■ Document:
•••••

# 20th Century Fox Fanfare



## Nexus52085 (Oct 11, 2016)

Hey guys! I haven't posted any music on this forum before, so I thought I'd start with this.

I know it's been done before, but I wanted to try and get it to sound as close to the real thing as possible. Thanks for listening!

Mock Up


Reference


----------



## Grim_Universe (Oct 11, 2016)

Let me guess, you use TEDD AO and SM? It's really cool to make short pieces with those, but, well..
SM with Altiverb will always lack of "soft" brass high-end, which is typical for real recordings. You did a very good job, but brass isn't nearly as good as real brass, and it's not your fault. I made a bunch of SM Brass library tests too with 2С B2, Altiverb and so on. I understood that it can be used only in some places when you need extra definition, not else. I completely recreated 2C B2 Headshot's intro as well, and now i can say that 100% wet SM brass can be used only with chords or with very slow melodies, it sounds like f*cking crap on shorts, when we expect to hear that typical brass high frequencies..
Although, very good work.


----------



## Mike Fox (Oct 11, 2016)

I thought this was fantastic for a mockup!


----------



## brunodegazio (Oct 11, 2016)

Excellent job. You nailed the instrumental balance and general size of the sound (ensemble and room). Slightly less definition in the double tonguing as compared to the reference, but otherwise really close. Can I ask, where did you get the score?


----------



## Nexus52085 (Oct 11, 2016)

Thanks guys for the comments! Grim, nice guess, and I appreciate your rant! lol I did not, however, use altiverb and consequently, the famous Todd AO impulse. I instead used a combination of VSS 2 and Reverberate with the M7 bricasti impulses from Samplicity along with some other tricks. I am aware that the brass is not quite as good as the reference, believe me! I was trying to use only sample modeling instead of having to layer, but I may have to go back to that. One of the problems I was having was recreating the depth and height of the original room (which I believe to be Newman scoring stage) without losing too much attack. Also, length of reverb time was tricky.

•••••

■ Data:
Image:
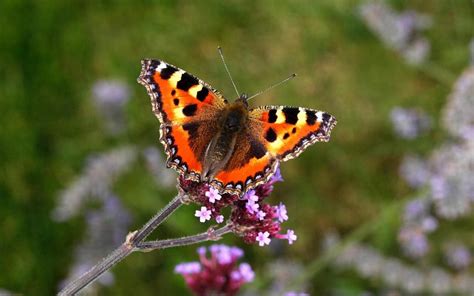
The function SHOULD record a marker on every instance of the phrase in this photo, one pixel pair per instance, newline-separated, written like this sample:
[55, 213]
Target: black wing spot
[272, 117]
[192, 129]
[186, 82]
[202, 94]
[310, 117]
[270, 136]
[257, 149]
[167, 72]
[190, 110]
[291, 115]
[326, 117]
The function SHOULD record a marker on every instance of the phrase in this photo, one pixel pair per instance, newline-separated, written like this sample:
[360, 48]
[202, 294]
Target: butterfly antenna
[273, 86]
[227, 69]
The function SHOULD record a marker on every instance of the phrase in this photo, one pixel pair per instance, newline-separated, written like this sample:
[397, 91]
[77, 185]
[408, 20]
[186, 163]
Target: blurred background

•••••

■ What this exercise asks:
- a) Duplicate the fanfare thread from "## brunodegazio (Oct" up to and including "get the score?".
- b) In the fanfare thread, what did Nexus52085 use for reverb instead of Altiverb?

■ Task-by-task solutions:
- a)
## brunodegazio (Oct 11, 2016)

Excellent job. You nailed the instrumental balance and general size of the sound (ensemble and room). Slightly less definition in the double tonguing as compared to the reference, but otherwise really close. Can I ask, where did you get the score?

- b) A combination of VSS 2 and Reverberate with the M7 bricasti impulses from Samplicity, along with some other tricks.